Objective.
Express the material from the line containing "the hangar building" through the line containing "point(10, 162)", both included, as a JSON list of strings with one string per line and blank lines omitted.

[START OF Material to process]

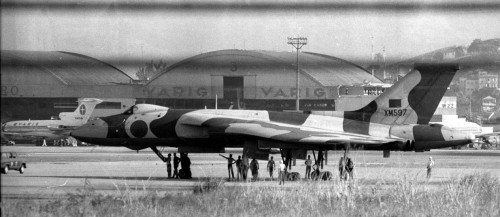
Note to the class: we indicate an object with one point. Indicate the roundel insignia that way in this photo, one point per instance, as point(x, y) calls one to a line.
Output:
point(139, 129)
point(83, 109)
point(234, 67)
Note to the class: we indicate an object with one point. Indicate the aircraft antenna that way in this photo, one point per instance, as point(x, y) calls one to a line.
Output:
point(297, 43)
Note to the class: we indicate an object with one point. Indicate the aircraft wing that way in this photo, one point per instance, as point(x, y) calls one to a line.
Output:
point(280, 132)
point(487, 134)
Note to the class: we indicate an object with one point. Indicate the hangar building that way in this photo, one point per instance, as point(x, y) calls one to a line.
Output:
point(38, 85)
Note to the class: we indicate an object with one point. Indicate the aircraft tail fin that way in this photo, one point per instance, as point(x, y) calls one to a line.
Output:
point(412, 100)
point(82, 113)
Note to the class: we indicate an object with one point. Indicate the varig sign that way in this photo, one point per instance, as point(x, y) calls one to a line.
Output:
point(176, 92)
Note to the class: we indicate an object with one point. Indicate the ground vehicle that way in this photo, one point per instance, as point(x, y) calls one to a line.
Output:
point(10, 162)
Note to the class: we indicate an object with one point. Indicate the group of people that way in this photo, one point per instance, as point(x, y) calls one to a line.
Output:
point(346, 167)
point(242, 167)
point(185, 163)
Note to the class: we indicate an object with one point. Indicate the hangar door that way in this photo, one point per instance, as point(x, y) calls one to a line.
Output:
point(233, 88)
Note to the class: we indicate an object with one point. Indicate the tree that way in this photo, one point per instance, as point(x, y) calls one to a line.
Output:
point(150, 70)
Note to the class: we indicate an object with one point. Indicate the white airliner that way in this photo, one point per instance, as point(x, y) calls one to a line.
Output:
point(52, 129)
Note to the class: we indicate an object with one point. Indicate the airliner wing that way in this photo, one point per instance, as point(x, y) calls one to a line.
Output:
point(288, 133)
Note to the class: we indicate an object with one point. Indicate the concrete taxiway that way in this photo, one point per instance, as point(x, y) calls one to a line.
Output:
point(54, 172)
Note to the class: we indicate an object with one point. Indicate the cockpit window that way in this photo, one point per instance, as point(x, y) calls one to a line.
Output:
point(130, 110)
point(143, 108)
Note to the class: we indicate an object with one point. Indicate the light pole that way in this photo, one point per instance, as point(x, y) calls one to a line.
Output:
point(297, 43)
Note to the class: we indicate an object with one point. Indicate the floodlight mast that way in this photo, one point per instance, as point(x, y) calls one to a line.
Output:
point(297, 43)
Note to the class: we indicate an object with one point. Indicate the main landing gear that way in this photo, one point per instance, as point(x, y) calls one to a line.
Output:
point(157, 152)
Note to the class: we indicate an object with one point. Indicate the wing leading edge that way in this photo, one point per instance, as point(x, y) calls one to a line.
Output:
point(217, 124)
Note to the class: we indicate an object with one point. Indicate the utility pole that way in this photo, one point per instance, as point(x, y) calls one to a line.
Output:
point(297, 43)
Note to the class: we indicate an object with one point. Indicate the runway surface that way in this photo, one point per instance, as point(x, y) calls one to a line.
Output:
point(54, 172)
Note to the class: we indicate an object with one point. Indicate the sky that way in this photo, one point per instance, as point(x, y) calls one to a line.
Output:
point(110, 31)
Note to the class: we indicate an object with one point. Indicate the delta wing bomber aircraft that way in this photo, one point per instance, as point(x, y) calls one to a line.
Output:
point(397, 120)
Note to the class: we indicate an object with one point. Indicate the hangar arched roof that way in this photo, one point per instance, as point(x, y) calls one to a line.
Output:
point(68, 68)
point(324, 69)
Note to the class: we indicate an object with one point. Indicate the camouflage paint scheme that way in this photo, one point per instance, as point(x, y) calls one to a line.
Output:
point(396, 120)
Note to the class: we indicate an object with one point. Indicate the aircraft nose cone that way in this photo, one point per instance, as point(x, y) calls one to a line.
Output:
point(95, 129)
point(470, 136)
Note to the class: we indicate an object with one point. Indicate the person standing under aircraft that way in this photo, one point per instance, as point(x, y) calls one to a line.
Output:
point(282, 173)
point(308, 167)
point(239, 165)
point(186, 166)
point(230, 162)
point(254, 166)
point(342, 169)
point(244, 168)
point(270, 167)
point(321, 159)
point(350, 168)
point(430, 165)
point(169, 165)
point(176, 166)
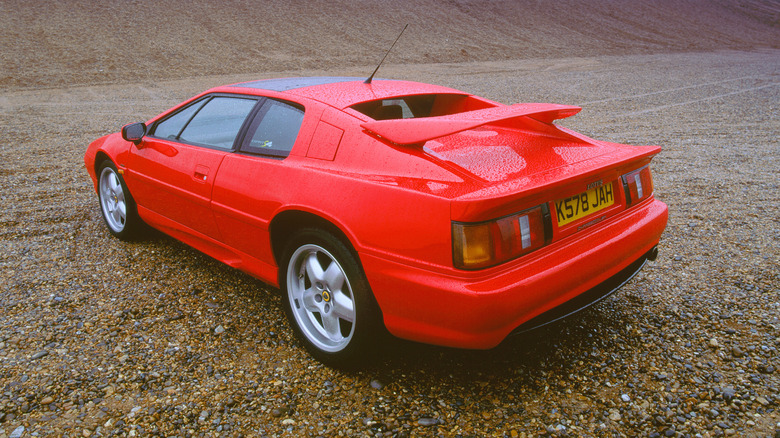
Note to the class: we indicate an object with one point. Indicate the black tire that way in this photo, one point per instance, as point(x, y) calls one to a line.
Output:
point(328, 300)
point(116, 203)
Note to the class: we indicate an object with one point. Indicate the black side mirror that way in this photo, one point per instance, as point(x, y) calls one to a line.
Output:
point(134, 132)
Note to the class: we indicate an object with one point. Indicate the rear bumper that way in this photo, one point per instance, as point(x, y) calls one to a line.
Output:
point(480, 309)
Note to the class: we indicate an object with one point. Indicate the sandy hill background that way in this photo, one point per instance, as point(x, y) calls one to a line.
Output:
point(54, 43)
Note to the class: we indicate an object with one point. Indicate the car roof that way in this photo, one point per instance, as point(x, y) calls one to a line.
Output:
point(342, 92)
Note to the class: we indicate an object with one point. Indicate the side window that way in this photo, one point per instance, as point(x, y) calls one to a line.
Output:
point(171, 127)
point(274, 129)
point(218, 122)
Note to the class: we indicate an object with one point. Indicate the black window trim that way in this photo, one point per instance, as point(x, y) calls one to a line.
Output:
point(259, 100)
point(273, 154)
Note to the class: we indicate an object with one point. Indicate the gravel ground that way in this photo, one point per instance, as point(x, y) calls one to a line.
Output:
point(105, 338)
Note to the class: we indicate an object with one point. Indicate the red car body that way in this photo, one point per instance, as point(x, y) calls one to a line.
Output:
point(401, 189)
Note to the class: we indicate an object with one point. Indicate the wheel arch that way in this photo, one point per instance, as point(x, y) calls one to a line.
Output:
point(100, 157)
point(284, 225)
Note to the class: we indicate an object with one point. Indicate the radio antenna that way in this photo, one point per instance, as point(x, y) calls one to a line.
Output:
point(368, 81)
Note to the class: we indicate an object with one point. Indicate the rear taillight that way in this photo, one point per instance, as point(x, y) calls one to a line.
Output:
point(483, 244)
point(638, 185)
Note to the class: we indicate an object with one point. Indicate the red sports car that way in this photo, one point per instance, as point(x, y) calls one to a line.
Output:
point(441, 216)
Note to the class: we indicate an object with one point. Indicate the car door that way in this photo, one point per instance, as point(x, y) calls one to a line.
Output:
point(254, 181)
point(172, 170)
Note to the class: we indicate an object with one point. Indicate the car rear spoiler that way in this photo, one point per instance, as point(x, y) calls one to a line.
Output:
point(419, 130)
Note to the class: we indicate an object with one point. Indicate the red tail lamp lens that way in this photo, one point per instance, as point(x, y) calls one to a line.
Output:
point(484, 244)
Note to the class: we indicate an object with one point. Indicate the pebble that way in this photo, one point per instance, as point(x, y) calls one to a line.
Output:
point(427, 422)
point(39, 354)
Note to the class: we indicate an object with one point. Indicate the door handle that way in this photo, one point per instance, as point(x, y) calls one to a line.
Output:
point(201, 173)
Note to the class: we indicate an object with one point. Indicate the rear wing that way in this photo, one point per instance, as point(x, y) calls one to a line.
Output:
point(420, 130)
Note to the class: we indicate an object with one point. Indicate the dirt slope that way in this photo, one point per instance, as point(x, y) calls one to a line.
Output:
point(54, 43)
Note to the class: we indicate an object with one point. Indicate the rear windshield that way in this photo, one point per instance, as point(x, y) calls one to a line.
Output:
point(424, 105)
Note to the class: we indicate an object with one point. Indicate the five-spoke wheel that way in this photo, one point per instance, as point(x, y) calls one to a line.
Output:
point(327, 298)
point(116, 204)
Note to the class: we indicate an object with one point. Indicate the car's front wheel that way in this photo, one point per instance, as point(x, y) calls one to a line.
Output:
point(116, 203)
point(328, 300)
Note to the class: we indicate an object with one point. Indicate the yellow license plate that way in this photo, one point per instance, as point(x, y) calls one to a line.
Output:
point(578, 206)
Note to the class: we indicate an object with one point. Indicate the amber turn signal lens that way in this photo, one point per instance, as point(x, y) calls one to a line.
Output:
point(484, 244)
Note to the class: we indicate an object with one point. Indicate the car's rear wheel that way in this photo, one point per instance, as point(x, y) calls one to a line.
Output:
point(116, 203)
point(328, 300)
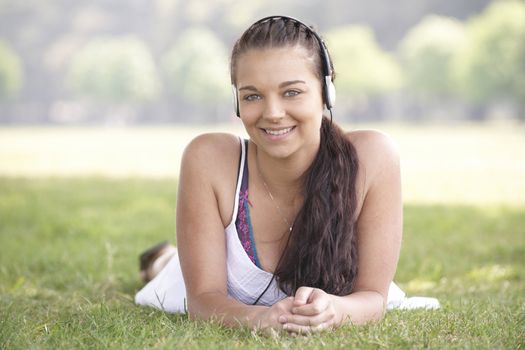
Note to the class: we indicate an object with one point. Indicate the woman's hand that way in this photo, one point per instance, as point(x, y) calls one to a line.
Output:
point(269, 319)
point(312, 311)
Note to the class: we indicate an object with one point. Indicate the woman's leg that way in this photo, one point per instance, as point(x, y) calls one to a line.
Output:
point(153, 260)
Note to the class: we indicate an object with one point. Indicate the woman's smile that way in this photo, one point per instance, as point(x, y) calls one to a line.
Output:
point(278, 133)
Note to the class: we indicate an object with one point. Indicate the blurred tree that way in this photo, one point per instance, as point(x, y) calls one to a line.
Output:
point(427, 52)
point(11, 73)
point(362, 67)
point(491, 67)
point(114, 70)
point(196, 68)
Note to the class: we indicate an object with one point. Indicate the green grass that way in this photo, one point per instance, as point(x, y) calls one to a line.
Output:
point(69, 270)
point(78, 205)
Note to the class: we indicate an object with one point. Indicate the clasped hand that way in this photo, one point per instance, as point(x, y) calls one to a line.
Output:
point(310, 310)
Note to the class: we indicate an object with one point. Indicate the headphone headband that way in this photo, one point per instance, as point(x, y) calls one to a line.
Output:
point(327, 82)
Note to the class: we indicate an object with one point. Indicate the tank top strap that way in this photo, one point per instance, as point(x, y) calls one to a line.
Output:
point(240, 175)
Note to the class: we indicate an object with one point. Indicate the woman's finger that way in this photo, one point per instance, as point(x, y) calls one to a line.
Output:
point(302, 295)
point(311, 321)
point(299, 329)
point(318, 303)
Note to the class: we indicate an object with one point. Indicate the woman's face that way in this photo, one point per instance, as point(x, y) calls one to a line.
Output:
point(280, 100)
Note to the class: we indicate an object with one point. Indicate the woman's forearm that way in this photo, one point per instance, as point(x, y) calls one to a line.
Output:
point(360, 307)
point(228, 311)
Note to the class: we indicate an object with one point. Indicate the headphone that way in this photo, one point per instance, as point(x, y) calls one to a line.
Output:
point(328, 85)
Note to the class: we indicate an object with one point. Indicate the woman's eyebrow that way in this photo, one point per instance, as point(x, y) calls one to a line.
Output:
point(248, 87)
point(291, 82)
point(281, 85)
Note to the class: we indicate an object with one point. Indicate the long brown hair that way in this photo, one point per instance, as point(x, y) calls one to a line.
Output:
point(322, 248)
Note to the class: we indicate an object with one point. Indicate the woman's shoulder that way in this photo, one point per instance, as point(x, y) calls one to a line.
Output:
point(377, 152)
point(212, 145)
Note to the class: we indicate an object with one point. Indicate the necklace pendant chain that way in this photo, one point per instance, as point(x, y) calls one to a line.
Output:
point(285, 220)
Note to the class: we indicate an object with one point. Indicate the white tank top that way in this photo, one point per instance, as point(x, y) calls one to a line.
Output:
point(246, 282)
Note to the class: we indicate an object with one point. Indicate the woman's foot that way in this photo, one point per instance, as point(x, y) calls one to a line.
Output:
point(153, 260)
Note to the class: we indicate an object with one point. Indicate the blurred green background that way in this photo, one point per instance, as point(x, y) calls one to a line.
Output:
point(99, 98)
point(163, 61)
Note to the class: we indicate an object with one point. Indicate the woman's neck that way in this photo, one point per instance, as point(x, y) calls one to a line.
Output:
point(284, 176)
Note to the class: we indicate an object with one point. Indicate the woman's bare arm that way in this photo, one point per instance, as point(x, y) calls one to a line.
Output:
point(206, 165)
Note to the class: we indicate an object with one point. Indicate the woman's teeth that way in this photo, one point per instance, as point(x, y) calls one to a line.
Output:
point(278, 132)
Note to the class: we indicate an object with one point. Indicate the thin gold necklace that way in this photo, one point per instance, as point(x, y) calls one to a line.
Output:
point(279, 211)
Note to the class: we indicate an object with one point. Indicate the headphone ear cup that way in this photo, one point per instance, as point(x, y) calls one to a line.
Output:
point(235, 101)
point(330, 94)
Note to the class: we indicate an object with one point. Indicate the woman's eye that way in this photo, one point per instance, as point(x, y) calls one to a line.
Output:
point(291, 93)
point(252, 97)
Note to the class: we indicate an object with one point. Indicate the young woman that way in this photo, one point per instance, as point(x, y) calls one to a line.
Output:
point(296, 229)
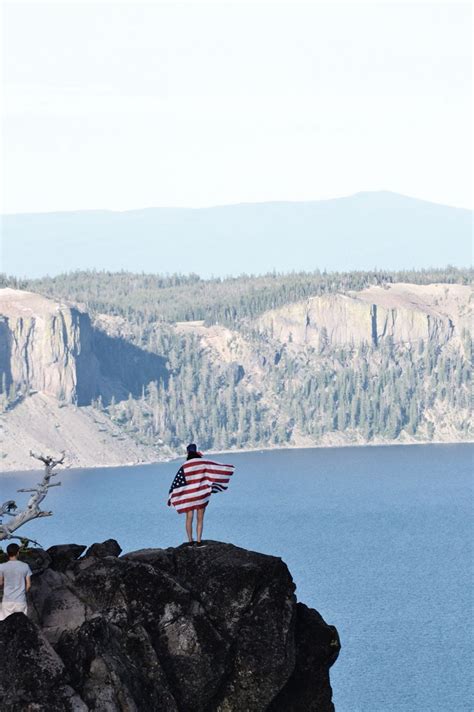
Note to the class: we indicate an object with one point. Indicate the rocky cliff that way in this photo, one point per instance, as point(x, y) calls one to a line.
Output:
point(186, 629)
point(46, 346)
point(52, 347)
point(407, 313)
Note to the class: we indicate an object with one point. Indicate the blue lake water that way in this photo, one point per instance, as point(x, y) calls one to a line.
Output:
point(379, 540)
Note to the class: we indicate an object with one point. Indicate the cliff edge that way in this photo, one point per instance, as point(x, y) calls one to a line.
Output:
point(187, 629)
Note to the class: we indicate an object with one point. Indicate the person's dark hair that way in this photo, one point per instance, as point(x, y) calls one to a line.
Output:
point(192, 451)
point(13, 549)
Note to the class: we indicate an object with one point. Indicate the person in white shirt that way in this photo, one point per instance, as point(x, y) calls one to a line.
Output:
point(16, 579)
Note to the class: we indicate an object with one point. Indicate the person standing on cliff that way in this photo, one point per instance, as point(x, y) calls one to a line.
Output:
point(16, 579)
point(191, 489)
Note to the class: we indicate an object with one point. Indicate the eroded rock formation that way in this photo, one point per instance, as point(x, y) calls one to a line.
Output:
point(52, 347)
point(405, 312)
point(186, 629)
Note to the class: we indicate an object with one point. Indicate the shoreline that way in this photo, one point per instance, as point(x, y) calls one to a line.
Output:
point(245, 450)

[END OF Material to process]

The result.
[
  "Note to the class: we indicate an object with one point. Indicate the hangar building that way in this photo, one point per instance, as point(x, y) calls one to a line.",
  "Output:",
  "point(38, 85)",
  "Note to the class: we indicate an object with one point. Indicate the aircraft tail fin that way in this photo, one point per instance, as point(x, y) calls one to a line.",
  "Output:",
  "point(412, 100)",
  "point(82, 113)",
  "Note to the class: we indicate an object with one point. Indicate the varig sign that way in this photo, one point per instance, as point(x, y) calls one to a line.",
  "Output:",
  "point(176, 92)",
  "Note to the class: we indicate an object with one point. Indicate the ground vehicle that way in this photo, one point per instance, as point(x, y) calls one to a line.",
  "Output:",
  "point(10, 162)"
]